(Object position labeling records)
▬▬▬

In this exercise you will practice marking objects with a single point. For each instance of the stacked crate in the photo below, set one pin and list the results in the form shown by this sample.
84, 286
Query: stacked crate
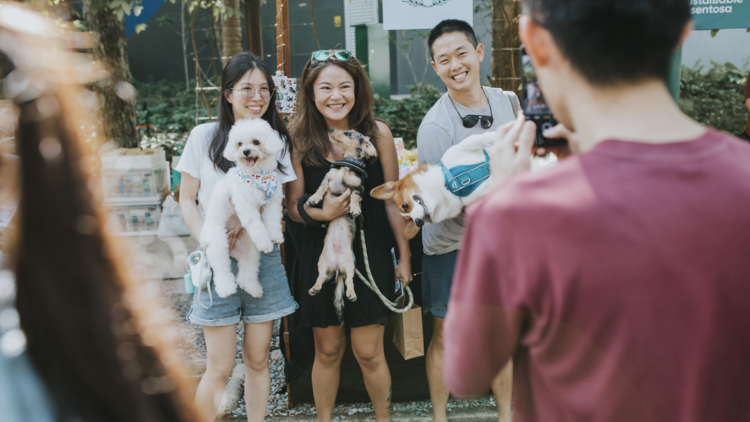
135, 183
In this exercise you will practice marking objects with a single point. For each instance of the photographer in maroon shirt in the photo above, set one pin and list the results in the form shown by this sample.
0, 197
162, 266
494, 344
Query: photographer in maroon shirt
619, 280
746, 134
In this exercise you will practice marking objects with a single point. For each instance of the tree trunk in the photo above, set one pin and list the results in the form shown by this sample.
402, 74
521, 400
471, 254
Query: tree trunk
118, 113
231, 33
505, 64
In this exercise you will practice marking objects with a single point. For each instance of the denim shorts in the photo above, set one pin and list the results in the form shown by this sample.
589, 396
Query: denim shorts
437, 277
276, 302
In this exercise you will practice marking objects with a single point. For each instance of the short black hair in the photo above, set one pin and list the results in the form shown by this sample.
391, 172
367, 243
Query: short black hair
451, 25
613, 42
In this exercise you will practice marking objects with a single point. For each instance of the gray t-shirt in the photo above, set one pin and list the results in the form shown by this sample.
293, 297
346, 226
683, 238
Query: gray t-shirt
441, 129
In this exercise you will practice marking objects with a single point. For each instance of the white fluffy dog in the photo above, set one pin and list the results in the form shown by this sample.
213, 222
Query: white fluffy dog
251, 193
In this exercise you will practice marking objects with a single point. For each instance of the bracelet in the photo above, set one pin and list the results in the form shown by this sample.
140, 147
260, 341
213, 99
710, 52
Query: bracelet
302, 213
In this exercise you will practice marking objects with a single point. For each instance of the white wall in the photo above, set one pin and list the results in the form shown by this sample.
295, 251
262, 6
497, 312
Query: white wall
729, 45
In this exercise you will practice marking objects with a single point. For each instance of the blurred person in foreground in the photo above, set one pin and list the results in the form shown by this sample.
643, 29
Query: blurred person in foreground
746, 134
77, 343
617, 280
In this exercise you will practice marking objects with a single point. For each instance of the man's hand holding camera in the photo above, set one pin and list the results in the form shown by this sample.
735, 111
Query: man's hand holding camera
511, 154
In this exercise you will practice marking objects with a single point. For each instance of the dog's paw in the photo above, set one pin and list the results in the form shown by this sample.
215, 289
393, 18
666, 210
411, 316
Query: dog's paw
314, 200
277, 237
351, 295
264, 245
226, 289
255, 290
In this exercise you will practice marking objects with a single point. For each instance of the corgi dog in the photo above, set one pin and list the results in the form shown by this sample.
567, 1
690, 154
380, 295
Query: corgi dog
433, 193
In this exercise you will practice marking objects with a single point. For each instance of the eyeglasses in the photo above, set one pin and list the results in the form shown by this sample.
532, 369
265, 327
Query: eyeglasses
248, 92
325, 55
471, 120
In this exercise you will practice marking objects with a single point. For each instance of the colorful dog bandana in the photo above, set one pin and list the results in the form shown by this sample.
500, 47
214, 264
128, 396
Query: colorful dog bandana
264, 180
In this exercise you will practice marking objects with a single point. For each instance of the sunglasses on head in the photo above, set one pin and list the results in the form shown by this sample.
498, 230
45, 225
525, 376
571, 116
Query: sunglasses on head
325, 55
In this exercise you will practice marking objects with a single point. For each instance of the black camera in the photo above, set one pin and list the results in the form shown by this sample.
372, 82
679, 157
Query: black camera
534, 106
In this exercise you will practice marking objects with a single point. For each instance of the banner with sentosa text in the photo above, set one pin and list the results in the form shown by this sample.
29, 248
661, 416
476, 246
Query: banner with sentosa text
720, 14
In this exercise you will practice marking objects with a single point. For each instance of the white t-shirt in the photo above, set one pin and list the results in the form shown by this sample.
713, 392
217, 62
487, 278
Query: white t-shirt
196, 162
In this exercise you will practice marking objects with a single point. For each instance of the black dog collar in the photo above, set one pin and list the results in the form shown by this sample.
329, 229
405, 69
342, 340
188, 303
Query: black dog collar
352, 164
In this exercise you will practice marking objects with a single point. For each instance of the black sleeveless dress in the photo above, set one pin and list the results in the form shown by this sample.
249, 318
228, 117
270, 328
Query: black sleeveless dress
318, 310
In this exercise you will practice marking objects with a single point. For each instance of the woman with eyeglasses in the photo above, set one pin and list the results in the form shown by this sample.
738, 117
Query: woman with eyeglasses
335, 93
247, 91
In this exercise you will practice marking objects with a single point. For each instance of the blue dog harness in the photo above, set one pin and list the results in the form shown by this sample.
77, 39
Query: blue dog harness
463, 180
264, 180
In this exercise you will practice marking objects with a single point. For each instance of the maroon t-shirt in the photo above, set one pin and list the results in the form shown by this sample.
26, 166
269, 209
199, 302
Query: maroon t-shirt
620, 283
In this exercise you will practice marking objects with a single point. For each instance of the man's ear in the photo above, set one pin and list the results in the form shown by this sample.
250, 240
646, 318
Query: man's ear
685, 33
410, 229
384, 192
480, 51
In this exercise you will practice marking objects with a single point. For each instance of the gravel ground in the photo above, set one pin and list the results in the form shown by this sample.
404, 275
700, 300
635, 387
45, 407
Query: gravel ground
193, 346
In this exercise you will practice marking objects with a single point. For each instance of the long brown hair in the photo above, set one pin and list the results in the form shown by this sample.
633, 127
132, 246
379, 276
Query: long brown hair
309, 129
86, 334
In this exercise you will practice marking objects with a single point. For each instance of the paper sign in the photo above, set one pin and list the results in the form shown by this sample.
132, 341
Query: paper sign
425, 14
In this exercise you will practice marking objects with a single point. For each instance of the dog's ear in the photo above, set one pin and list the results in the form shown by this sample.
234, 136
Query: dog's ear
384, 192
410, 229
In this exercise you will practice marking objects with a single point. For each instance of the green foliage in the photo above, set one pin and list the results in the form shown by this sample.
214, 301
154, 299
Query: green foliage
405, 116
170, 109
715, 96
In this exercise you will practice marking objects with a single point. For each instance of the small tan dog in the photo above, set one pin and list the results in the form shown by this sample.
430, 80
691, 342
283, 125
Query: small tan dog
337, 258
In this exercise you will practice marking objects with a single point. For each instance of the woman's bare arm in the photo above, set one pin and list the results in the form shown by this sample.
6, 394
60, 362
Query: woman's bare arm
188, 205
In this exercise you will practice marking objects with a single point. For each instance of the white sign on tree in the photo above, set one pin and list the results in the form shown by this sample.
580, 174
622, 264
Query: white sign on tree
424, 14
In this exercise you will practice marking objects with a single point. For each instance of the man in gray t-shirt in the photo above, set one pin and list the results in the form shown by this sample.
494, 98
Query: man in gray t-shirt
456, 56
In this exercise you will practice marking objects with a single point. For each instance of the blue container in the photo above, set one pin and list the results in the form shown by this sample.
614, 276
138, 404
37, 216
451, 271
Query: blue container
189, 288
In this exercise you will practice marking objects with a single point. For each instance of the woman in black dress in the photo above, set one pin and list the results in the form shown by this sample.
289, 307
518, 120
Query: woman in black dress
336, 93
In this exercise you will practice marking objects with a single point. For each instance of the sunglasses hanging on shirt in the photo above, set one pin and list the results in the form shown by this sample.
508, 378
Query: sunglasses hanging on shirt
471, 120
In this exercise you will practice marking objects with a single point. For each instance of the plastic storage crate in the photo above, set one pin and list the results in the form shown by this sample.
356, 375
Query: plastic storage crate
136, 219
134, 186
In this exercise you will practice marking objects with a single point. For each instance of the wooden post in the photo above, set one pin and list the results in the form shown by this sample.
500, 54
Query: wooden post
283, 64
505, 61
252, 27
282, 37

▬▬▬

=== Your goal ===
Copy every one of the records above word for word, keeping each line unchanged. Leave out the pictures.

=== The completed task ===
In this exercise you will practice marking objects with a single point. For each instance of the stacked crate in the photo below, set one pin and list the results in the form shown by this sample.
84, 286
Query: stacked crate
135, 183
In this exercise you will practice marking objects with a single point. For each instance of the photographer in maroon shirt in the photo above, set one pin and list the results in the form shown by this sample.
0, 197
162, 266
494, 344
Query: photographer in maroon shirt
619, 280
746, 134
In this exercise you will practice marking objects with a single point. For each instance of the tree trunk in the photo above, set one pin and list the results in the form shown by this sample.
402, 74
521, 400
471, 254
Query: tree trunk
118, 113
231, 33
505, 64
In this exercise you will practice marking objects with a single point. For each instance of the denim shorts in the photo above, set one pin and list the results in the form shown by this sample.
589, 396
Query: denim shorts
437, 277
276, 302
In this exercise you will practice marking objects with a single point. For each instance of the short black hair in the photo above, set one pin and list the results in the form shown by this sample.
391, 172
367, 243
Query: short black hair
451, 25
613, 42
In this exercise you will practice marking objects with a single point. For each instance of the gray t-shirt in the photo above, set one pin and list the results in the form shown by this sample.
293, 297
346, 226
683, 238
Query: gray t-shirt
441, 129
In this exercise you will practice marking objects with a single point. For each instance of the white fluffy dog in the photo above, set one pin and list the results in the form shown by this sample.
213, 222
Query: white fluffy dog
251, 193
In this exercise you will practice marking objects with a single point. For each instance of the bracelet in the photo above, set one pin and list the results in the form shown by this sample.
140, 147
260, 341
213, 99
710, 52
Query: bracelet
302, 213
In this exercise you will practice marking objects with a single point. For each instance of the white wall in the photo above, set one pin and list the results in the form shown by this sample.
295, 251
262, 6
497, 312
Query: white wall
729, 45
In this exercise you will practice marking objects with a single point. For each instance of the blurred person in foreground in the photo above, set one pin and list the results in the form shown by this sample.
643, 29
Query: blurred person in foreground
746, 134
77, 343
617, 280
In this exercise you will practice marking objects with a single point. For each instance of the man's hand holding camera in the photo above, set one pin and list the results in the form shown by this sample.
735, 111
Query: man's hand holding camera
511, 154
In this exercise you will practice marking objects with a single point. For each instance of the dog's paw in the photo above, set one pin and list the results in the form shown by this sample.
215, 289
393, 18
666, 210
411, 316
Query: dog's paw
314, 200
277, 237
351, 295
264, 245
226, 289
255, 290
In this exercise you will practice marking objects with a single point. For each instance of the corgi dog in the photo above, set one pin and list the results in the form shown by this sample.
567, 1
690, 154
380, 295
Query: corgi dog
433, 193
In this exercise you will practice marking objects with a single point. For each instance of the eyeglasses in the photo above, set one pin and list the results in the form shown by this sample.
532, 369
265, 327
Query: eyeglasses
248, 92
325, 55
471, 120
In this exercise you will practice marking objects with a single point. For each instance of the colorful dog bandana in the photo above, set one pin and list the results in the form shown by this sample.
500, 47
214, 264
128, 396
Query: colorful dog bandana
264, 180
In this exercise you will practice marking objects with a single point. For each instance of the sunglasses on head in the photo above, set one pin and list the results in the form shown by this sample.
498, 230
45, 225
525, 376
571, 116
Query: sunglasses on head
325, 55
In this exercise you will practice marking objects with a single point. For each instance of the black camera in the photo above, set one pin and list the results in the form shown by this sample.
372, 82
679, 157
Query: black camera
534, 106
In this exercise you will practice marking objects with a single point. For each instance of the banner with sentosa text in the photo above, set one pin and list the results in the form shown by this sample.
29, 248
661, 416
476, 246
Query: banner with sentosa text
720, 14
In this exercise you will practice marking objects with a single point. For each instance of the white t-shirt in the photo above, set one pin and list the results in the form shown by this sample.
713, 392
217, 62
487, 278
Query: white t-shirt
196, 162
In this exercise you will practice marking objects with a single point. For each instance of the black dog collar in the photo above, set one pin and list the results in the form shown by this sample.
329, 229
405, 69
342, 340
188, 303
Query: black dog collar
352, 164
In this exercise you will practice marking objects with a single point. For each instance of the black sleeveless dress in the photo above, set one pin and list the results in the form shown by this sample.
249, 318
228, 117
270, 328
Query: black sleeveless dress
318, 310
In this exercise you will practice marking objects with a single point. For each instance of the woman with eyeglasses in the photo above, set one pin and list the results in the form shown by this sample.
738, 117
Query: woman with eyeglasses
335, 93
247, 91
In this exercise you will practice marking objects with a single point. For each instance of the blue dog harness in the photo above, set one pin and list the results in the form shown by this sample.
77, 39
Query: blue dog harness
463, 180
264, 180
In this exercise you will practice marking objects with a single point. For each instance of the maroon t-shirt in the photo above, set one pin and list the results in the form shown by this sample.
26, 166
269, 209
199, 302
Query: maroon t-shirt
620, 283
In this exercise you will practice marking objects with a single point. For each instance of the man's ear in the photo above, set one pin and list the results in the form shown by this sample.
250, 240
646, 318
Query: man's ear
685, 33
410, 229
384, 192
480, 51
In this exercise you will practice marking objects with a single point. For each instance of the gravel ground in the photo above, set one pin and list the results in the form shown by this sample.
404, 275
700, 300
635, 387
45, 407
Query: gravel ground
193, 346
In this exercise you will practice marking objects with a single point. For each instance of the long brown hair in the photo above, set one pin and list the results in the form shown by this sample.
633, 127
132, 246
379, 276
Query: long brown hair
309, 129
86, 334
In this exercise you will practice marking objects with a single point. For each instance of the paper sign in the photo above, set one pin and list the results in the form shown by this sample.
132, 341
Query: paper sign
425, 14
In this exercise you will practice marking objects with a single point. For each instance of the dog's ear in the photo above, set one pin and list the results in the form shown by this sample.
234, 136
Query: dog's ear
384, 192
410, 229
In this exercise you will practice marking objects with a single point. For each instance of the green foliage in the photo above, set one pin and list the results in the form shown by this sample.
214, 301
154, 299
Query: green foliage
405, 116
170, 109
715, 96
In this exercise you will practice marking objects with a single point. For each instance of the small tan dog in the photo above, set one pin and list the results in the form shown by this sample.
430, 80
691, 342
283, 125
Query: small tan dog
337, 258
In this exercise you will practice marking objects with a single point. For each instance of the woman's bare arm in the photo above, set one pin and list the results in the form shown by this sample.
6, 394
60, 362
Query: woman's bare arm
188, 205
In this exercise you will practice marking objects with a single point. For each instance of the white sign on tree in the photo above, set one pin and list the results in the form shown by this sample.
580, 174
622, 264
Query: white sign on tree
424, 14
In this exercise you will practice marking objects with a single point. For each instance of the man in gray t-shirt in the photo above, set one pin and list the results in the form shown by this sample.
494, 98
Query: man in gray t-shirt
456, 56
In this exercise you will practice marking objects with a single point. For each instance of the blue container in the photo above, set one pin and list the results in the form shown by this sample.
614, 276
138, 404
37, 216
451, 271
Query: blue container
189, 288
In this exercise you will practice marking objects with a single point. For each instance of the woman in black dress in the photo above, set one pin and list the results in the form shown by this sample.
289, 307
518, 120
Query: woman in black dress
336, 93
In this exercise you will practice marking objects with a single point. For each instance of the sunglasses hanging on shirt in the photo above, set one pin and list the results in the form shown by this sample.
508, 378
Query: sunglasses hanging on shirt
471, 120
In this exercise you will practice marking objects with a single point. For each instance of the plastic storage crate in the photo above, set one pin and list the results in the form shown by this sample.
356, 375
Query: plastic storage crate
136, 219
134, 186
In this exercise you will practice marking objects with a single point. For each instance of the wooden post in the photo above, set one pin and list the results in the form shown by this sample.
500, 54
Query: wooden post
283, 64
505, 61
252, 27
282, 37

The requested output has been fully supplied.